◆ What you will do
Can you quote, word for word, the lines of the data from the one containing "of the palm" through the one containing "[[44, 362], [412, 341], [128, 362]]", including both of those lines?

◆ Data to process
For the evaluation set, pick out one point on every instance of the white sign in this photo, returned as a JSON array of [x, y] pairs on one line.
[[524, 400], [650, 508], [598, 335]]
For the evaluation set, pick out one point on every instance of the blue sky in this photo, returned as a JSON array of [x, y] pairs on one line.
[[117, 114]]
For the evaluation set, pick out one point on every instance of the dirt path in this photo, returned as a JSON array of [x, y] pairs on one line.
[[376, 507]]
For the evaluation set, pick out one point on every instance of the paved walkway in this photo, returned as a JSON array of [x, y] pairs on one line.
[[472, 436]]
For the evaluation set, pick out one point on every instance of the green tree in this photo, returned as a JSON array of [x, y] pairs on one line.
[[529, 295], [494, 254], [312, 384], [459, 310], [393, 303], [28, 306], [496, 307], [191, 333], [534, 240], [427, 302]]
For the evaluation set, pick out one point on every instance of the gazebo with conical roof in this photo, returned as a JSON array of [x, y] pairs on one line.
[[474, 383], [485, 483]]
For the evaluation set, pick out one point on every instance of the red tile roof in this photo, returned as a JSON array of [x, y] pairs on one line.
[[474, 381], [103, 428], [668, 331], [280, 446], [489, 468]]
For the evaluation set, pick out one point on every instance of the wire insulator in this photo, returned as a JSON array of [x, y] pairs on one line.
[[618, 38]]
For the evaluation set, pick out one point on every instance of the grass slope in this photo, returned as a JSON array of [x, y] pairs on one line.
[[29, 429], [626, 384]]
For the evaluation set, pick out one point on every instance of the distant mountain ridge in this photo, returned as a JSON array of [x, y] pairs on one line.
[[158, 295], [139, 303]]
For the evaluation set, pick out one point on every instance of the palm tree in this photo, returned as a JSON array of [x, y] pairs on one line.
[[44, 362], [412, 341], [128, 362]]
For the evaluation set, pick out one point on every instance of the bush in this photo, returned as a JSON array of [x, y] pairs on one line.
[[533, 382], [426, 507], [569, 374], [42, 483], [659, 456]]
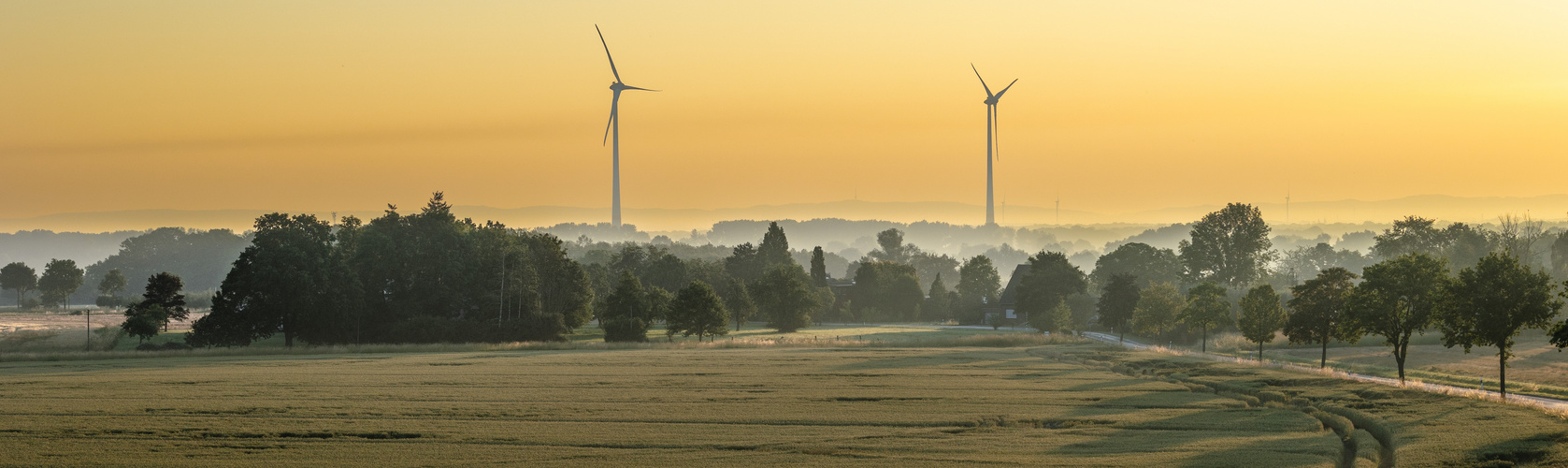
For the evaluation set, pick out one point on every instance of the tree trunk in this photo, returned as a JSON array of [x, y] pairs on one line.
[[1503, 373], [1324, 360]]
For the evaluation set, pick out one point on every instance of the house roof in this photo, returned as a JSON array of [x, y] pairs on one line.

==

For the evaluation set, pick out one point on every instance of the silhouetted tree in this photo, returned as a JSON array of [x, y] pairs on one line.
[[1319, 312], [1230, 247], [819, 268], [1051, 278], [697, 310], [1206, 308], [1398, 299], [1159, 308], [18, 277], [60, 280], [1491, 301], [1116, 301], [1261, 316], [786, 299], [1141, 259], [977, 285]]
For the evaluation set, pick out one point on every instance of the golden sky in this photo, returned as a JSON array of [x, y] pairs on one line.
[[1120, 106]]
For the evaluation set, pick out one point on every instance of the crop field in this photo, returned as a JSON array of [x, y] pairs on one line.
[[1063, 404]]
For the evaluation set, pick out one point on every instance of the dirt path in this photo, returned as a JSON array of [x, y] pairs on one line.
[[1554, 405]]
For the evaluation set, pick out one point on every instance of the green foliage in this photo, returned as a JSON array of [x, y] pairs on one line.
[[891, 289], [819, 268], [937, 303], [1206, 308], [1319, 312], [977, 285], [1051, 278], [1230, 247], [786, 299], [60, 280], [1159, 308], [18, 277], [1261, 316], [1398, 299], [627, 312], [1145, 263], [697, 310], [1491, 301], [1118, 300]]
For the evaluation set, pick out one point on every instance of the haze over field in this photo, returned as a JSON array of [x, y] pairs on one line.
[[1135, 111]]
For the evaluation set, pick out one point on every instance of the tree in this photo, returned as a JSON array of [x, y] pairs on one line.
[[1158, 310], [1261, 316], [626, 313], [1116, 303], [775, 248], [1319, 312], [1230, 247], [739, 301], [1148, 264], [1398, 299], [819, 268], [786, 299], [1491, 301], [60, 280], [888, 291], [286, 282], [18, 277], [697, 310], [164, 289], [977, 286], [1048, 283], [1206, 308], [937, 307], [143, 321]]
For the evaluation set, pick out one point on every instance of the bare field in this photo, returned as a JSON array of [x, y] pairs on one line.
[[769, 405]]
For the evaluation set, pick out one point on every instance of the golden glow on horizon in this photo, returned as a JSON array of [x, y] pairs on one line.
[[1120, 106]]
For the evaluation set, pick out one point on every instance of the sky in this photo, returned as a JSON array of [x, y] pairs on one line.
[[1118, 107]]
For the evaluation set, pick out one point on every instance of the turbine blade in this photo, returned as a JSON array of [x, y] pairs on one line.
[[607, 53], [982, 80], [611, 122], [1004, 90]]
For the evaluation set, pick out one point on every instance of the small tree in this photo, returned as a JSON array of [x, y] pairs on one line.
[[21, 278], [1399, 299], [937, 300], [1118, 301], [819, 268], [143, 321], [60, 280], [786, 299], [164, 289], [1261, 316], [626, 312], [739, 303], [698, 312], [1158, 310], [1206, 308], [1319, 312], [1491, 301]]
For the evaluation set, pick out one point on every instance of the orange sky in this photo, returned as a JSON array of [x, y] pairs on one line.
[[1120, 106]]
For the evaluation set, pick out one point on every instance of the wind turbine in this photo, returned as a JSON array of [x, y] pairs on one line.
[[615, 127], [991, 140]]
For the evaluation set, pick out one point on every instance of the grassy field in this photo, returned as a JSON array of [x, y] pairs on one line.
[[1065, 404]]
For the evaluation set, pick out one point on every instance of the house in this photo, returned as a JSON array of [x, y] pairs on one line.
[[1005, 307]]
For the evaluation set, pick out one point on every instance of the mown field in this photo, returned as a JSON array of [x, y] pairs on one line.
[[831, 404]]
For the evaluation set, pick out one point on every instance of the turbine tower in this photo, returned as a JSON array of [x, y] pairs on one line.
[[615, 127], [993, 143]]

---

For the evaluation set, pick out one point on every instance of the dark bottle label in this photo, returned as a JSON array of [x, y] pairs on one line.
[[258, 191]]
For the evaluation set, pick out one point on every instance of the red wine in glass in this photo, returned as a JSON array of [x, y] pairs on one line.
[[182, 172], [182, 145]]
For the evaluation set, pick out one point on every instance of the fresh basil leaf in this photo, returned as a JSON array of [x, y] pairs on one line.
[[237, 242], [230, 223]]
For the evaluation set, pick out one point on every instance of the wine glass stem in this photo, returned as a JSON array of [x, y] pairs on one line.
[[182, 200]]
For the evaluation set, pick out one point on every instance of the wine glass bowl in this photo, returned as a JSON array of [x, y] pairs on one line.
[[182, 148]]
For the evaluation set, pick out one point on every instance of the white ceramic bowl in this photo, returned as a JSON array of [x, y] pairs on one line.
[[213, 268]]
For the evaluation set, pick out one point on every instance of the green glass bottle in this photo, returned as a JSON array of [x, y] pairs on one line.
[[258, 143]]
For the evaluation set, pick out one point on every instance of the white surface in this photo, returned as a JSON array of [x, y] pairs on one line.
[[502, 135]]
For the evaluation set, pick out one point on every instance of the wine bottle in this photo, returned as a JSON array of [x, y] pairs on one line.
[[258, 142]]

◆ Output of the task
For the evaluation set, pick out one point on every instance of the palm tree in this photo, returned as a JSON array of [x, y] pairs on one line.
[[44, 362], [412, 341], [128, 362]]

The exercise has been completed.